**Problem requirements**
Reproduce only the records from the line with "In this exercise you will find the wooden lamp" up to and including the line with "[(223, 314), (156, 321)]", with the requests and their format samples unchanged. Scale every pixel coordinate in the answers by 0.95 and round each result to a whole number, with halves rounded up.

**Supplied data**
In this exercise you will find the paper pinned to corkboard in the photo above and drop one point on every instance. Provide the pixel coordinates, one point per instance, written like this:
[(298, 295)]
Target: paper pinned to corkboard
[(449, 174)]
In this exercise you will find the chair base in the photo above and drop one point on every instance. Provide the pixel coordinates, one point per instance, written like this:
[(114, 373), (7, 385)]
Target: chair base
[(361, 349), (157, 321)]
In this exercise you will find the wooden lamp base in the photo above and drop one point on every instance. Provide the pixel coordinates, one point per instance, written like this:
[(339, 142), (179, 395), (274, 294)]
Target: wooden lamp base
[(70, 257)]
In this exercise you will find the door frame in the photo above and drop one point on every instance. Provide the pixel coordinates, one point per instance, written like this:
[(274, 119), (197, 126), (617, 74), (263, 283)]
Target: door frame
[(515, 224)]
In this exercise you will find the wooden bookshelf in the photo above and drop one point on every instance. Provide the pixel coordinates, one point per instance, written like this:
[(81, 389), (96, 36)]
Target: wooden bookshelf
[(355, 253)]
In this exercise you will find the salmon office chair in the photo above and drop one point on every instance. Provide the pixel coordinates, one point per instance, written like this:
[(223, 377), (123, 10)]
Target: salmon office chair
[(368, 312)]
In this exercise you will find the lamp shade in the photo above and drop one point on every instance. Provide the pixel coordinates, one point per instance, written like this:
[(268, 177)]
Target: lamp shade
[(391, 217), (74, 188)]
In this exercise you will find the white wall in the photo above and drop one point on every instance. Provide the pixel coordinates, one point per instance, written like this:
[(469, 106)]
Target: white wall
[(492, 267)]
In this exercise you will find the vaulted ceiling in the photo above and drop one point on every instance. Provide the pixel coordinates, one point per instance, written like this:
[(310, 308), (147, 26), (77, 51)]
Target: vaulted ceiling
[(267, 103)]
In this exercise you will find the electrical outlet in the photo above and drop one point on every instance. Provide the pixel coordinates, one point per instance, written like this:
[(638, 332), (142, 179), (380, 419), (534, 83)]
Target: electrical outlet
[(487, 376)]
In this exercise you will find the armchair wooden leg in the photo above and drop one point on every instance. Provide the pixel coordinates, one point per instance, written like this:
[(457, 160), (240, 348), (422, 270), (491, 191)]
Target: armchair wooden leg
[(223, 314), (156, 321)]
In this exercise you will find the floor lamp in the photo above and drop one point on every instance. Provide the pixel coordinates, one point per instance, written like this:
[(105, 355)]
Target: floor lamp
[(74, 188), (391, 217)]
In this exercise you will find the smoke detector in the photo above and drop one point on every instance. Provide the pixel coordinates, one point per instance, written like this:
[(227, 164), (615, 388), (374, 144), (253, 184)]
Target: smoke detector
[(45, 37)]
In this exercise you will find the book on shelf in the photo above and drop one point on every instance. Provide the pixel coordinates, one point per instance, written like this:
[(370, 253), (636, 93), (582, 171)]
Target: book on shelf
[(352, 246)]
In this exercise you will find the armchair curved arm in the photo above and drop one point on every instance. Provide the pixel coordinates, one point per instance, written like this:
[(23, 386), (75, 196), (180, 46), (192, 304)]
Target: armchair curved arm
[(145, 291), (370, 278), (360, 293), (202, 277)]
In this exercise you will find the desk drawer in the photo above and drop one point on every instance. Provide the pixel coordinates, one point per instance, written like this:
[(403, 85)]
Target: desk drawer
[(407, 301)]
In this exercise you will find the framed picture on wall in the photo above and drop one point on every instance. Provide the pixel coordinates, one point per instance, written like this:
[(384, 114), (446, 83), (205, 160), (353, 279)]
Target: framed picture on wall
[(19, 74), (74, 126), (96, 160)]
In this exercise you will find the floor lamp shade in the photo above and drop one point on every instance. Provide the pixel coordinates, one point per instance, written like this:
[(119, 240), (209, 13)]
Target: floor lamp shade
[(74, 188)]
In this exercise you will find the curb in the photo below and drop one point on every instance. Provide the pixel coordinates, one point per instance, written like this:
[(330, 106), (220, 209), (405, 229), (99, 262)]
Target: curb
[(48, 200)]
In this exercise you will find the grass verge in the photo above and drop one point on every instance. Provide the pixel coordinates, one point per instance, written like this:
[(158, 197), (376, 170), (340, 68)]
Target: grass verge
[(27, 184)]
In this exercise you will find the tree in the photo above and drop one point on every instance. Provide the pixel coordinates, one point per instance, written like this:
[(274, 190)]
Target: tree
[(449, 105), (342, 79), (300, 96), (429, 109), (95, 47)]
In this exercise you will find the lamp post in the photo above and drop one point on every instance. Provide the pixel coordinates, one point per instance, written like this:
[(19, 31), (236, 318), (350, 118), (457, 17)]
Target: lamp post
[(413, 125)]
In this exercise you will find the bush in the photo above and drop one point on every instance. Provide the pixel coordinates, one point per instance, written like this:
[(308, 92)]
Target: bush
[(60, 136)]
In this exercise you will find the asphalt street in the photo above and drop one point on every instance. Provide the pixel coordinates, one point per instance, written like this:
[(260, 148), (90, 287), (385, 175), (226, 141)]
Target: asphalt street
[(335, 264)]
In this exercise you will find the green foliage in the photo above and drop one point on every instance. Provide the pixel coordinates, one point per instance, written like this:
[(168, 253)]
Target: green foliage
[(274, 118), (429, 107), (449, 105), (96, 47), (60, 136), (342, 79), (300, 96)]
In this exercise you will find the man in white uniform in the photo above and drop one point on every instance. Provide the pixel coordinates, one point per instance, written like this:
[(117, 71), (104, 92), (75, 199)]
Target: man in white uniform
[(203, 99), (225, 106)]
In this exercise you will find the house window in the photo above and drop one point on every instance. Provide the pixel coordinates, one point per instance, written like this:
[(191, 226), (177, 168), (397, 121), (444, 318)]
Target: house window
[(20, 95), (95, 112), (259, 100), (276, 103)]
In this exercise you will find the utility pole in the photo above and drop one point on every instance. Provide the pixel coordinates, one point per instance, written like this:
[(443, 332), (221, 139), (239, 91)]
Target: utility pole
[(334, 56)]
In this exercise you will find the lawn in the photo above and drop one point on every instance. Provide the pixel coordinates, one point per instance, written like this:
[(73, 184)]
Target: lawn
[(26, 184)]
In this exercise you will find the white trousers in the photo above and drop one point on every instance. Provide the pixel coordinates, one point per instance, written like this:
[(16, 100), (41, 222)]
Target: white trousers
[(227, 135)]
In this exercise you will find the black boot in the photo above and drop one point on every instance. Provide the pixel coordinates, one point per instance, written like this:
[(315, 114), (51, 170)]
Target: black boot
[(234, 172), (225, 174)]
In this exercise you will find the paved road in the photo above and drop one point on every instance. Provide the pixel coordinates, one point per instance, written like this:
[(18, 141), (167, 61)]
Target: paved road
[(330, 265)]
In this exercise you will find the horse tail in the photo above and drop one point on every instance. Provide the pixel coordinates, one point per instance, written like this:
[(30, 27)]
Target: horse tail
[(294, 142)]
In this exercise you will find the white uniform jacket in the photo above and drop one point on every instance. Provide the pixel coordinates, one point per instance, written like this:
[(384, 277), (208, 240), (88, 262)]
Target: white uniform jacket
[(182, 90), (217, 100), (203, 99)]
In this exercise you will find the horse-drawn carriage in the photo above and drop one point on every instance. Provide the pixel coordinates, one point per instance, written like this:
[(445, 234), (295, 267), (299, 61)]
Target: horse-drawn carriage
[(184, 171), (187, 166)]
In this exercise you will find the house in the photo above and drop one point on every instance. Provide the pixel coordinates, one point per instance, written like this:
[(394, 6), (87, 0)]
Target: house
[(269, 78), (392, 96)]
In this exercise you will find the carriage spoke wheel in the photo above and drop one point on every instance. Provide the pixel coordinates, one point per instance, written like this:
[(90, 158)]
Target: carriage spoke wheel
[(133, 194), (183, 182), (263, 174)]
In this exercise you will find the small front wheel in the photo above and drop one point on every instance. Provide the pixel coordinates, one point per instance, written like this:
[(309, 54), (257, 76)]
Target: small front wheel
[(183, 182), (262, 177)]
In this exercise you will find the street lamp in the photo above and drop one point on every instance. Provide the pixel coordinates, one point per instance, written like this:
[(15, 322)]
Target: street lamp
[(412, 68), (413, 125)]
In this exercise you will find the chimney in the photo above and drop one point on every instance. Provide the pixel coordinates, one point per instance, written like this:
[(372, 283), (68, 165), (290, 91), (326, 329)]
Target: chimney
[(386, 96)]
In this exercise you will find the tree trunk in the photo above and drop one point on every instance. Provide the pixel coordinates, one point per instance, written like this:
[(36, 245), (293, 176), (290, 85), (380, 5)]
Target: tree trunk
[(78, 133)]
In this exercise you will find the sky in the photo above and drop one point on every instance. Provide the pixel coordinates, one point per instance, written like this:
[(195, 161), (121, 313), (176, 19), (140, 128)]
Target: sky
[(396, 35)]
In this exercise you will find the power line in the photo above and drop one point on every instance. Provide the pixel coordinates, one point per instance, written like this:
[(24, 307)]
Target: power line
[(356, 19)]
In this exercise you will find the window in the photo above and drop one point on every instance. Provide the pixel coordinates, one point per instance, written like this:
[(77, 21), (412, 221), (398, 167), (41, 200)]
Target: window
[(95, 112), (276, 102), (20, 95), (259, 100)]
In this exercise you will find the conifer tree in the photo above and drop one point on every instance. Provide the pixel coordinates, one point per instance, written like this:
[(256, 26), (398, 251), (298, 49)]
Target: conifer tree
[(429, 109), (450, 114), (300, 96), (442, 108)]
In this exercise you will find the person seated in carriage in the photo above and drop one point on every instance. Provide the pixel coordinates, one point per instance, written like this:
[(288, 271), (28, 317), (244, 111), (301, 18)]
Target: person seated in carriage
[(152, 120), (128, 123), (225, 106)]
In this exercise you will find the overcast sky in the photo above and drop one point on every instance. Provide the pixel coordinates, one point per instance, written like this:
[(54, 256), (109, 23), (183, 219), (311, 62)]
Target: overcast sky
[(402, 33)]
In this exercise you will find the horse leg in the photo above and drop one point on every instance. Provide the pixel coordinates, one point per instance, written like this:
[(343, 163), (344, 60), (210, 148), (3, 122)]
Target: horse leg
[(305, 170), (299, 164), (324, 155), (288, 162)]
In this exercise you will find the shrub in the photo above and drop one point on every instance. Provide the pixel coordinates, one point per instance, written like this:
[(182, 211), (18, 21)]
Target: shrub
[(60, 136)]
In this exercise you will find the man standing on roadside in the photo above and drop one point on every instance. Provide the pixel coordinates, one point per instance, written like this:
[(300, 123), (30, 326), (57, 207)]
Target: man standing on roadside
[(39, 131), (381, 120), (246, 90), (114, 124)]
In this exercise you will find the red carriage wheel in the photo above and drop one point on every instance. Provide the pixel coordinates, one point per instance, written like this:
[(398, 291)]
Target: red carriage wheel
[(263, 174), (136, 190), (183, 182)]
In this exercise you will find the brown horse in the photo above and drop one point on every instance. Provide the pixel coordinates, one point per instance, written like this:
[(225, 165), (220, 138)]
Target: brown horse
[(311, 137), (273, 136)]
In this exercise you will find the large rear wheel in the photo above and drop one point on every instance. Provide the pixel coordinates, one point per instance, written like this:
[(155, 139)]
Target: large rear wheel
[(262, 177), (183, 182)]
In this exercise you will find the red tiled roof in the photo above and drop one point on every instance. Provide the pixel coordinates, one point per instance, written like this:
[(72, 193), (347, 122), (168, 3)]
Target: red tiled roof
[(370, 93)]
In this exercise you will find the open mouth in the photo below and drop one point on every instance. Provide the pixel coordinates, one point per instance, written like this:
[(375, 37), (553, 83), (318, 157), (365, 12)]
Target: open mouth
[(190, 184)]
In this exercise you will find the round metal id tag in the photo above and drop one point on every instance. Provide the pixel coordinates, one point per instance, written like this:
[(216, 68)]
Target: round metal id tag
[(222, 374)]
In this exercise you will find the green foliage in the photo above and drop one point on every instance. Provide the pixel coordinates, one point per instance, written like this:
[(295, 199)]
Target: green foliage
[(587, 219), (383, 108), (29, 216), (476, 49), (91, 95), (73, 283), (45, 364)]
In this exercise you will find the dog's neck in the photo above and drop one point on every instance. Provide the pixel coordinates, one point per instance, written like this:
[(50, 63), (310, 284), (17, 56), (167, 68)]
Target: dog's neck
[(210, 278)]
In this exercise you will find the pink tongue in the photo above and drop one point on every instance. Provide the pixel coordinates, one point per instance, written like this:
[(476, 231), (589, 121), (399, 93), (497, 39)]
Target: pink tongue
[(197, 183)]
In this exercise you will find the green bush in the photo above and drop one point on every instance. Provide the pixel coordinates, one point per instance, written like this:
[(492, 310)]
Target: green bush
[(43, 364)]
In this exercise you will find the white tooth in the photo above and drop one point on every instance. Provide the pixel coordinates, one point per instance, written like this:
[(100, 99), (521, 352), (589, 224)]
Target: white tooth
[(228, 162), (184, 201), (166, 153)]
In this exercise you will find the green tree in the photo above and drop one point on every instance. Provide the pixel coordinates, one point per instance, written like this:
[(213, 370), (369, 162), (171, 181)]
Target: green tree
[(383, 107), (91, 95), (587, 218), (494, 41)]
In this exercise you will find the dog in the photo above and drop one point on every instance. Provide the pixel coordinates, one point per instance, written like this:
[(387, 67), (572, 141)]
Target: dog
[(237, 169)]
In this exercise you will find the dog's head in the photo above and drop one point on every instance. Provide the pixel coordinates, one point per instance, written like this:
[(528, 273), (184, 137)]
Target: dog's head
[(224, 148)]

**Response to the task**
In this exercise you will find the wooden lamp base in the photo above and drop one point on every instance. Provide the pixel coordinates, one point per instance, written like this:
[(339, 142), (179, 395), (274, 294)]
Target: wooden lamp base
[(67, 244)]
In this exercise you will find the door frame in the photo above and drop one point on every instance. Provide the pixel coordinates, one point per instance, written like this:
[(274, 119), (197, 126), (617, 74), (263, 283)]
Target: door frame
[(489, 213)]
In this exercise you will find the wooden bookshelf in the photo above and drop one point on every instance. Provide the pixel coordinates, one point per instance, written like this:
[(81, 389), (96, 36)]
Target: wooden bookshelf
[(337, 240)]
In this exercise you will find the salmon office chair in the photo above and drop one point on every instance. Provide the pixel coordinates, one point per instance, written like this:
[(223, 377), (123, 10)]
Target: salmon office chair
[(350, 296)]
In this exercise you will find the lamp shade in the photo above and drop one point on every instance. Provide the pixel coordinates, one point per instance, written like this:
[(268, 177)]
Target: lamp shade
[(371, 206), (70, 179)]
In this exercise you will find the white wall in the photo above and drop one point on every instance. Provide the pixel coordinates, one point per instance, written like this:
[(469, 106)]
Target: white wall
[(467, 254)]
In this exercise you will find the vaulted ceiling in the photo above and drop one point on every instance. Provide the pixel coordinates, one point per instance, written like this:
[(310, 308), (147, 26), (77, 51)]
Target: vaulted ceiling
[(254, 98)]
In this exercise you will find the electrical outlet in the photo above and drop one point on every instance. Provide the pixel coordinates, one point per instance, written like this:
[(638, 332), (142, 179), (380, 419), (534, 83)]
Target: electrical outlet
[(463, 357)]
In this exercise you will find the armchair wooden leg in the photo above and drop one point on every instance. Provide the pixel coordinates, one point per instance, written like this:
[(457, 160), (240, 348), (422, 270), (491, 191)]
Target: armchair wooden leg
[(212, 298), (148, 305)]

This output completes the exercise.